Reproduce every one of the lines below verbatim, omitting the pictures from your output.
─── Records supplied
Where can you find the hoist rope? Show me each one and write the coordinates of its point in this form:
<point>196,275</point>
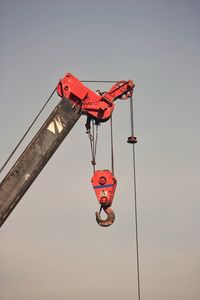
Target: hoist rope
<point>103,81</point>
<point>112,146</point>
<point>135,202</point>
<point>23,137</point>
<point>93,137</point>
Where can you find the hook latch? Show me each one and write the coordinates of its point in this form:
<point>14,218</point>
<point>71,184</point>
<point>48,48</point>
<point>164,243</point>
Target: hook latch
<point>104,184</point>
<point>110,217</point>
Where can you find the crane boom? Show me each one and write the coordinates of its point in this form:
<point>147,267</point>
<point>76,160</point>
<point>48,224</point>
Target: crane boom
<point>36,155</point>
<point>77,99</point>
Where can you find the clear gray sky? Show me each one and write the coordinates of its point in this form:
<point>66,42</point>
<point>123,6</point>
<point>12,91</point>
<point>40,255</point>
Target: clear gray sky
<point>51,247</point>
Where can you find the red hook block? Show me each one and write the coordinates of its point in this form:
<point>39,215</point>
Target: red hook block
<point>104,184</point>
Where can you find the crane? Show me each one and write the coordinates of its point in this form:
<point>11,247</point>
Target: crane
<point>76,100</point>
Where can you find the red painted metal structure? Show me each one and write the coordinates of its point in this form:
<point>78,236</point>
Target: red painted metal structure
<point>77,100</point>
<point>99,107</point>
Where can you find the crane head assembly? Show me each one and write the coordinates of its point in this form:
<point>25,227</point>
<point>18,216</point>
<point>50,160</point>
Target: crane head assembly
<point>76,100</point>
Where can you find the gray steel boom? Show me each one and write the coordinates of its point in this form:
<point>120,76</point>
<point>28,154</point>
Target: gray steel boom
<point>36,155</point>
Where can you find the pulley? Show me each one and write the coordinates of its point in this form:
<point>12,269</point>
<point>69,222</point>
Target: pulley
<point>104,184</point>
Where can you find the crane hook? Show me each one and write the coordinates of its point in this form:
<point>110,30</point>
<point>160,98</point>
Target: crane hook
<point>110,216</point>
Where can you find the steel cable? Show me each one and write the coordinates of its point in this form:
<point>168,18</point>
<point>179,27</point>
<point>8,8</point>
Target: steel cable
<point>135,203</point>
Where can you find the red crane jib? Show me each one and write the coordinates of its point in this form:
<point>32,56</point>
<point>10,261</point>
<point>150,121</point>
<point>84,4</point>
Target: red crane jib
<point>104,184</point>
<point>97,106</point>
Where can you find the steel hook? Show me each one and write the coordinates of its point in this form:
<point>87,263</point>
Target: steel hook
<point>110,217</point>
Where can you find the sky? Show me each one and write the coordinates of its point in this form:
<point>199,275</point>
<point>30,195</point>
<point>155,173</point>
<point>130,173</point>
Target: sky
<point>51,246</point>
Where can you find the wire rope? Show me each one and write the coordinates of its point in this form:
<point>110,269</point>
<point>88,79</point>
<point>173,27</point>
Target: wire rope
<point>112,145</point>
<point>27,131</point>
<point>135,203</point>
──────
## Solution for this problem
Where can you find the hoist rope? Show me each one and write the coordinates of its point in this form:
<point>196,275</point>
Target: hoist rope
<point>103,81</point>
<point>112,146</point>
<point>135,202</point>
<point>23,137</point>
<point>93,137</point>
Where can you find the hook latch? Show me each one and write the coordinates of its point in this form:
<point>14,218</point>
<point>71,184</point>
<point>48,48</point>
<point>164,243</point>
Target: hook latch
<point>104,184</point>
<point>110,217</point>
Where can you find the crane boom? Show me each one and write the coordinates of its point in this form:
<point>147,267</point>
<point>76,160</point>
<point>48,224</point>
Target: crane boom
<point>36,155</point>
<point>77,99</point>
Where can you find the clear gray sky? Show me each one and write the coordinates of its point in this form:
<point>66,42</point>
<point>123,6</point>
<point>12,91</point>
<point>40,255</point>
Target: clear gray sky
<point>51,247</point>
Where can you find the red hook block? Show me each one and write the coordinates of its point in this form:
<point>39,215</point>
Target: red hook block
<point>104,184</point>
Where can you find the crane? Show me each one and write the coordinates of its point in this form:
<point>11,247</point>
Target: crane
<point>76,100</point>
Where can you find the red painted metal structure? Show me each one and write the coordinates of its point in this form:
<point>78,236</point>
Target: red painted metal structure
<point>77,100</point>
<point>99,107</point>
Where can you find the crane head assembly? Show me each one and write the coordinates of its point in this form:
<point>25,227</point>
<point>18,216</point>
<point>50,160</point>
Target: crane head assembly
<point>76,100</point>
Where can you find the gray steel boom? Show me each one and write the coordinates of its point in this form:
<point>120,76</point>
<point>28,154</point>
Target: gray steel boom
<point>36,155</point>
Where can you find the pulley? Show me each one and write the coordinates of its point in this form:
<point>12,269</point>
<point>69,222</point>
Target: pulley
<point>104,184</point>
Where can you find the crane hook? Show me each one and write the coordinates of its point in this form:
<point>110,30</point>
<point>160,98</point>
Target: crane hook
<point>110,216</point>
Where can you find the steel cable? Show me each one and write the coordinates of its point in this form:
<point>168,18</point>
<point>179,27</point>
<point>8,8</point>
Target: steel cable
<point>135,203</point>
Where can you find the red crane jib? Show me each one and write the coordinates of its point in this form:
<point>32,56</point>
<point>10,261</point>
<point>150,121</point>
<point>84,4</point>
Target: red crane jib
<point>104,184</point>
<point>97,106</point>
Where can you find the steel hook? Show me each one and write the coordinates of its point in this form:
<point>87,263</point>
Target: steel hook
<point>110,217</point>
Where can you find the sky? Show me each one and write the coordinates of its point in this form:
<point>199,275</point>
<point>30,195</point>
<point>155,173</point>
<point>130,173</point>
Target: sky
<point>51,246</point>
Where can you find the wire rope? Show me each one and write the coordinates of its point in this form:
<point>110,269</point>
<point>88,79</point>
<point>173,27</point>
Target: wire rope
<point>112,145</point>
<point>27,131</point>
<point>135,203</point>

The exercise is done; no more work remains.